## Requirement
Copy every one of the following items exactly as it appears, leaving out the pictures.

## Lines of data
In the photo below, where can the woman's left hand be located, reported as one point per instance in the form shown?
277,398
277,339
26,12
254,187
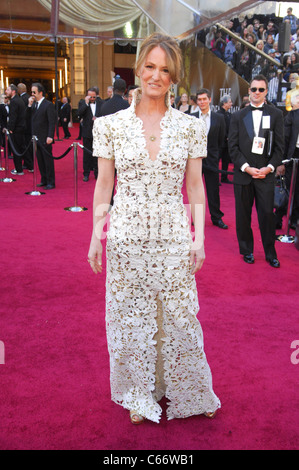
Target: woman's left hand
197,258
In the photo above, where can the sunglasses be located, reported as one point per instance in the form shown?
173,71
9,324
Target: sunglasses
254,89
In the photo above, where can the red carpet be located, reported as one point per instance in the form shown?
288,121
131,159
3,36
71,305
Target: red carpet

## Correct result
In the photo below, where can the woman's left hand be located, reported as one point per instance in the form shown?
277,398
277,339
26,12
254,187
Target: woman's left hand
197,258
In the photo above, where can the sunglasses be located, reported as one point per instance in the form shown?
173,71
9,324
Target: sunglasses
254,89
In the photo above, where can the red carpet be located, reported as one point per instance in the form shown?
288,121
131,159
3,36
71,305
Target: red carpet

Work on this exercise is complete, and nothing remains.